Task goal -> Retype the entries without any change, from the line with "In the photo above, where can the white" to the line with "column 339, row 725".

[Start of Provided records]

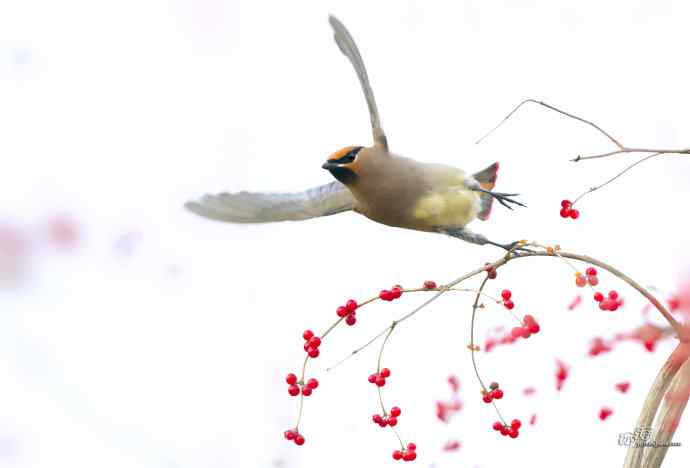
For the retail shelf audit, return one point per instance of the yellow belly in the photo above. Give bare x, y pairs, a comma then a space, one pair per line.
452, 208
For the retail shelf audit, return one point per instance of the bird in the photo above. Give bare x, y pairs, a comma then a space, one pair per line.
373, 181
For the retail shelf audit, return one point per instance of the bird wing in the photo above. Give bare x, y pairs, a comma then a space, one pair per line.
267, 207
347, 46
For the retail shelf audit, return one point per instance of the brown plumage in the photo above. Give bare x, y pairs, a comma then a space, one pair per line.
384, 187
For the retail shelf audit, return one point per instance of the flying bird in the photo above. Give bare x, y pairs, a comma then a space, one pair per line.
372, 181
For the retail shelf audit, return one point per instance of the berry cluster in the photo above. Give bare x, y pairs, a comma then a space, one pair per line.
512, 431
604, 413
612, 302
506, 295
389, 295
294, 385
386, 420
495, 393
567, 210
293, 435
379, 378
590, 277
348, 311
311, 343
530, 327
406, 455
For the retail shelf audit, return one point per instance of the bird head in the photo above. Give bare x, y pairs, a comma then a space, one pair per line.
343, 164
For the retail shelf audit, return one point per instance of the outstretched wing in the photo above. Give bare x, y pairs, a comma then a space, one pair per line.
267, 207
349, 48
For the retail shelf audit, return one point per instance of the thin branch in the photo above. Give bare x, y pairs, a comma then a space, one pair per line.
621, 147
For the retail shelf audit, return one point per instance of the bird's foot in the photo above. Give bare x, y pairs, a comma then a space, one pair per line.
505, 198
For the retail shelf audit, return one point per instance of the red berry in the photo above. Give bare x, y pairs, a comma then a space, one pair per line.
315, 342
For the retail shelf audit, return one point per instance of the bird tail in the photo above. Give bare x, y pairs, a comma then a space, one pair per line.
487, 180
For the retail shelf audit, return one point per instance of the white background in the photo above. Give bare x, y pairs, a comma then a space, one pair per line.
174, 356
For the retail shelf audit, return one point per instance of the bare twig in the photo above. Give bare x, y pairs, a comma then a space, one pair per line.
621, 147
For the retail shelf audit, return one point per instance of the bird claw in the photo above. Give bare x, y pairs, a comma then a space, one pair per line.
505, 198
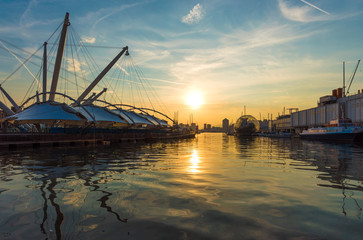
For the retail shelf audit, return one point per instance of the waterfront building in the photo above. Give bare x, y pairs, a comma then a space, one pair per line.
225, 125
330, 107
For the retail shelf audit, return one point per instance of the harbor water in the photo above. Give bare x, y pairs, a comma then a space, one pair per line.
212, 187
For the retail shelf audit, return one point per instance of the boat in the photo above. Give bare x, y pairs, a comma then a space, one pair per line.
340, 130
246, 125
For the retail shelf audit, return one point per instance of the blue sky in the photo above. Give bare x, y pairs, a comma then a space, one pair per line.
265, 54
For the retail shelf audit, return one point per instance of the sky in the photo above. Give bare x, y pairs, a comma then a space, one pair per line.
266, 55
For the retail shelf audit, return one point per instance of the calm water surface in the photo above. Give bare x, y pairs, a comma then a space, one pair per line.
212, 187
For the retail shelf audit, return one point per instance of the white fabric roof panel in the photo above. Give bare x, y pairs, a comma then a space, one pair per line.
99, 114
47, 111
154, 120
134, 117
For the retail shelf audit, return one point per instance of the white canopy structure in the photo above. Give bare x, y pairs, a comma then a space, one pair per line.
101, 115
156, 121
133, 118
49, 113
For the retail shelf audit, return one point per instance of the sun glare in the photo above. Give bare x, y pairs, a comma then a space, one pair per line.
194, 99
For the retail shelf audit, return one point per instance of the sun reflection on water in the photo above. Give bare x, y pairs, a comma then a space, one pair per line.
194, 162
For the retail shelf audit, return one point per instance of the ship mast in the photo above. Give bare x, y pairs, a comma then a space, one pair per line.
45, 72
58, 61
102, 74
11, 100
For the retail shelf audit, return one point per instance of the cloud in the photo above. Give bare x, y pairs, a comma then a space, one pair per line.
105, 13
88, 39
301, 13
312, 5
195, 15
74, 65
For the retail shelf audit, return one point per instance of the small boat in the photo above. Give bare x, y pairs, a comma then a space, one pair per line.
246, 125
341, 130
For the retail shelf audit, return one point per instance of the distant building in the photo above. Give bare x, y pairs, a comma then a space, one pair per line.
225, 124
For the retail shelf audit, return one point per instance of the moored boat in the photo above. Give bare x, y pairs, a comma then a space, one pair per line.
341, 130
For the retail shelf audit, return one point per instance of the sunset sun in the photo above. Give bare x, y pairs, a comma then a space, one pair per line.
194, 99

[End of Provided records]
[Start of Provided records]

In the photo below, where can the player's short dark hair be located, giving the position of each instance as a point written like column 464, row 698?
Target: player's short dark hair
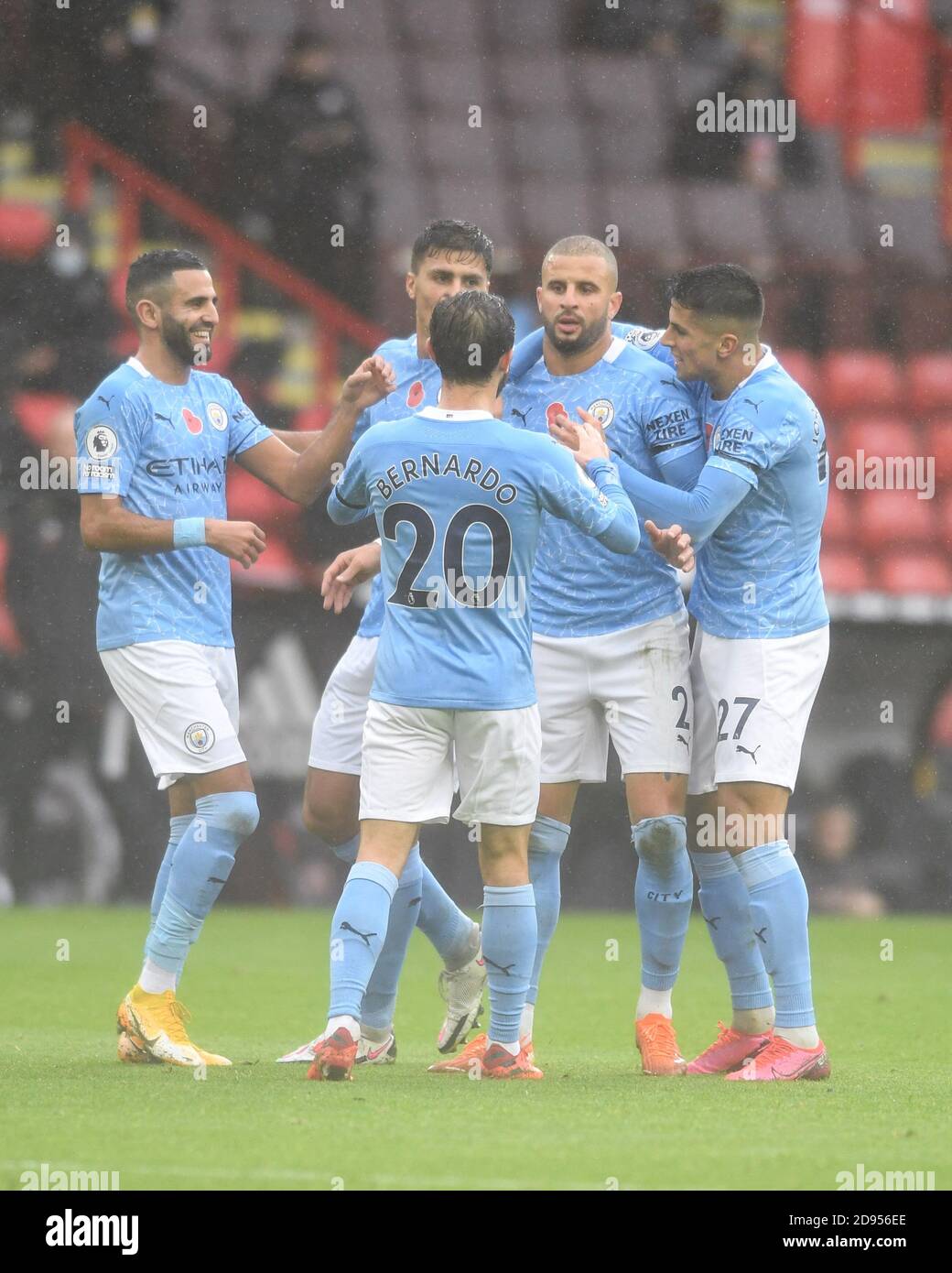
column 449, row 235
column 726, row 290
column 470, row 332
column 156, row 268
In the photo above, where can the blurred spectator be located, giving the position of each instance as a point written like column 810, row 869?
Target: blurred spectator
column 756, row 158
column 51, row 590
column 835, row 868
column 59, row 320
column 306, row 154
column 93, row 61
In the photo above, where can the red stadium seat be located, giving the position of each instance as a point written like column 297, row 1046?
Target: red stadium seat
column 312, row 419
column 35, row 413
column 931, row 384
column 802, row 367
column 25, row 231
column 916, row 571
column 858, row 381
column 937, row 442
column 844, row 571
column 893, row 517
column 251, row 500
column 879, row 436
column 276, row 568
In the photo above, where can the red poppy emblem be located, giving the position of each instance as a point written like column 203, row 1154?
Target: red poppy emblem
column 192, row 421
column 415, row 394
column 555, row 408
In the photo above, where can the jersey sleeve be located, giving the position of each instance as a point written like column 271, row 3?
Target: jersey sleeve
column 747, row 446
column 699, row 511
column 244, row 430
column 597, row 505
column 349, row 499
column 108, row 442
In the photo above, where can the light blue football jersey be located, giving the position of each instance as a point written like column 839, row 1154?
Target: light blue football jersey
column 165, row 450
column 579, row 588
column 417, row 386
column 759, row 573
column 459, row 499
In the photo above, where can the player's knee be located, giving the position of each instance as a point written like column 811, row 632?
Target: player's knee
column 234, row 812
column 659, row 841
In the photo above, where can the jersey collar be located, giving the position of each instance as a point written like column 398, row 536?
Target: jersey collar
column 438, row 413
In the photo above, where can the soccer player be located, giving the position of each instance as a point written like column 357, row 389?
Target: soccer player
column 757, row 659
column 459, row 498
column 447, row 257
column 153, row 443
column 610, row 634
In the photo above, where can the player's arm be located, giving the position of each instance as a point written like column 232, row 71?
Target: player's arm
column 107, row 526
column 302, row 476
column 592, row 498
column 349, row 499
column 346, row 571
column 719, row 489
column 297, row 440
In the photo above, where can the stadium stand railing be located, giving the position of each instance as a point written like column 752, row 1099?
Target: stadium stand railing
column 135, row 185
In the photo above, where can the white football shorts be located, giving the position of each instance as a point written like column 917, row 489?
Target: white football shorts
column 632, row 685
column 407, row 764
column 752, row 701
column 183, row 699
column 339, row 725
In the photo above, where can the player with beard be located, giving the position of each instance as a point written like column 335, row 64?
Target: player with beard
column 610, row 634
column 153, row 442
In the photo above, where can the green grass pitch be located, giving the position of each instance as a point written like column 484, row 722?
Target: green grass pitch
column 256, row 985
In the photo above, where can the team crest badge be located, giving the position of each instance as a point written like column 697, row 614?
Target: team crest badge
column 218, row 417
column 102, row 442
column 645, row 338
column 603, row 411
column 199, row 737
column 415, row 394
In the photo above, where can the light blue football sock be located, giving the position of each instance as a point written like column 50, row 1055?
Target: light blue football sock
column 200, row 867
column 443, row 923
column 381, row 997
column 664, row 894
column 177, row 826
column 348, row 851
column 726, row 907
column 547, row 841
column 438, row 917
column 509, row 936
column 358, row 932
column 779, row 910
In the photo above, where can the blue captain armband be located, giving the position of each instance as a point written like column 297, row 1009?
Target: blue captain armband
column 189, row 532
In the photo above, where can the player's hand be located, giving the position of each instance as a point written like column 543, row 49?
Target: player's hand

[End of Provided records]

Expected output ->
In the photo above, where can the white football shorts be located, giving the position of each instance as a point written like column 917, row 489?
Target: white football shorts
column 632, row 685
column 407, row 764
column 752, row 701
column 183, row 699
column 339, row 725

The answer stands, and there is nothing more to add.